SHORT PROBLEM => Exactly as written, retype the listing below, omitting the pictures.
--*--
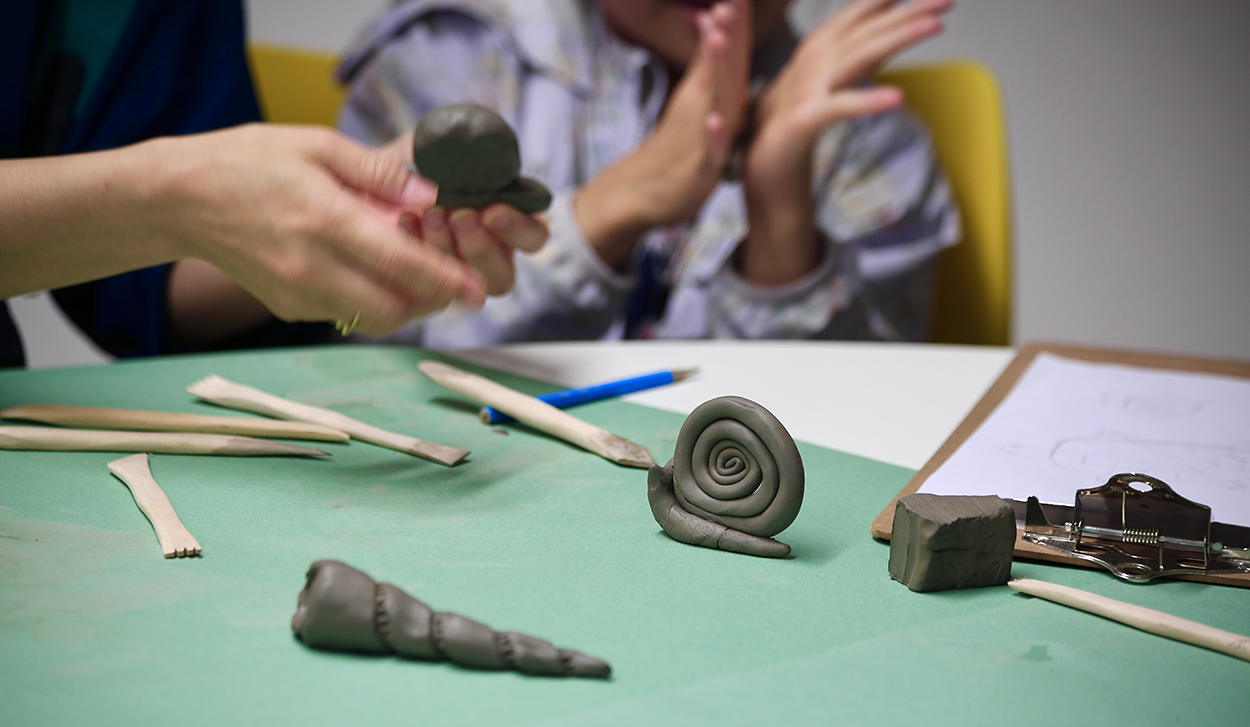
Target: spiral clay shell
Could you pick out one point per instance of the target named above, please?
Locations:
(341, 608)
(735, 480)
--*--
TASK OUTPUT =>
Target: spiral clay shell
Could you pick out one point per instance of the target named above, please?
Locations:
(341, 608)
(735, 480)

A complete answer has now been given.